§ INSTRUCTIONS TO FOLLOW
Continue the essay comparing vibe coding with Geordi La Forge's exchanges with the Enterprise computer, beginning immediately after its final sentence.

Lately, I’ve been spending more time experimenting with “vibe coding” — that new, almost conversational way of building software with the help of AI. And while working on a project this week, something unexpected hit me:
It felt exactly like watching Geordi La Forge interact with the Enterprise’s computer in Star Trek: The Next Generation.
As a kid, I was fascinated by those scenes. Geordi would stand on the bridge or in Engineering, talking naturally to the computer:
“Computer, analyze this.”
“Computer, run a level-three diagnostic.”
“Computer, show me alternatives.”

The responses were immediate, precise, and supportive — not replacing his expertise, but elevating it. It always felt like a true collaboration between human creativity and machine logic. At the time, it seemed like pure science fiction.
Now, decades later, I’m sitting at my desk, prompting an AI assistant for code scaffolding, architectural suggestions, refactoring ideas, or quick validation of thoughts — and the back-and-forth feels… familiar. Not because the tools are perfect, but because the interaction pattern has shifted. It’s no longer about typing commands into a silent machine. It’s about working with a system that participates in the creative and technical process.

§ SUPPLIED RECORDS
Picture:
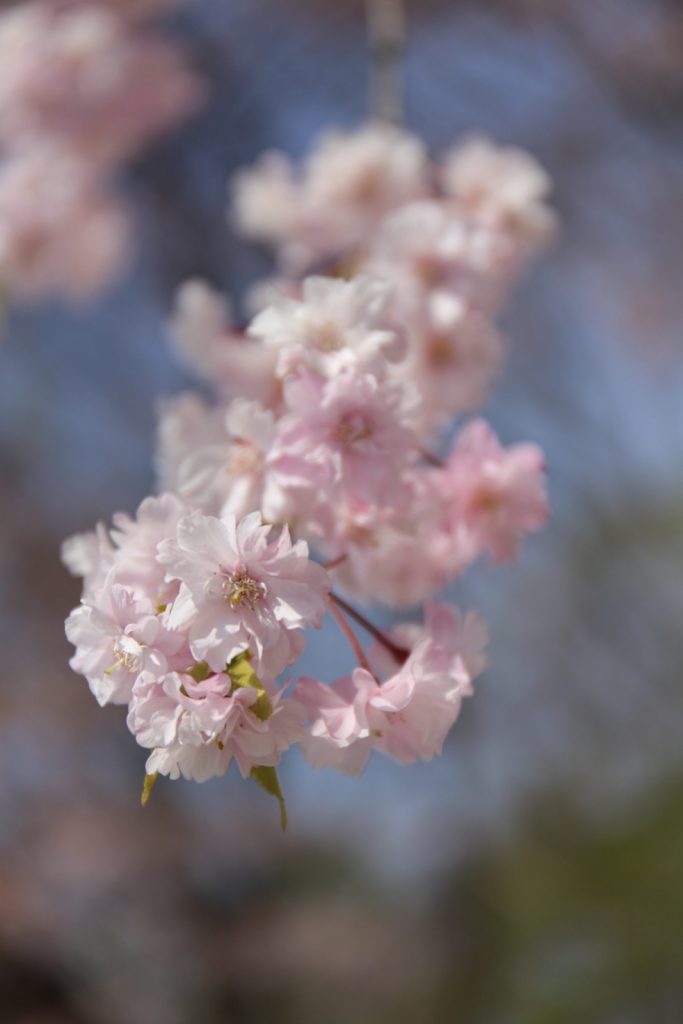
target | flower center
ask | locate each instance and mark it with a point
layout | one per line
(352, 429)
(244, 459)
(328, 338)
(126, 659)
(439, 350)
(239, 588)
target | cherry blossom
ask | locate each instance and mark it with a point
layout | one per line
(242, 592)
(409, 715)
(497, 494)
(323, 425)
(197, 728)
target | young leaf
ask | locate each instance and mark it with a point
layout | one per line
(267, 779)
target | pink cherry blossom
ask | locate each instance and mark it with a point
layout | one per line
(242, 592)
(409, 716)
(334, 326)
(503, 186)
(79, 77)
(197, 728)
(137, 565)
(498, 494)
(208, 342)
(455, 354)
(347, 184)
(117, 637)
(59, 233)
(351, 433)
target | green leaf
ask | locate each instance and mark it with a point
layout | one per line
(147, 787)
(242, 674)
(200, 672)
(267, 779)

§ TASK OUTPUT
That realization was surprisingly emotional for me.
It made me aware of how much of my curiosity for technology was shaped by those early sci-fi visions — and how parts of that imagined future are slowly becoming everyday reality.
I’m not saying we’re on the Enterprise (yet 😉), but the way we collaborate with computers is evolving faster than expected. And for those of us who grew up dreaming about this kind of human-machine partnership, it’s an exciting reminder:
We’re already living in the future we once imagined.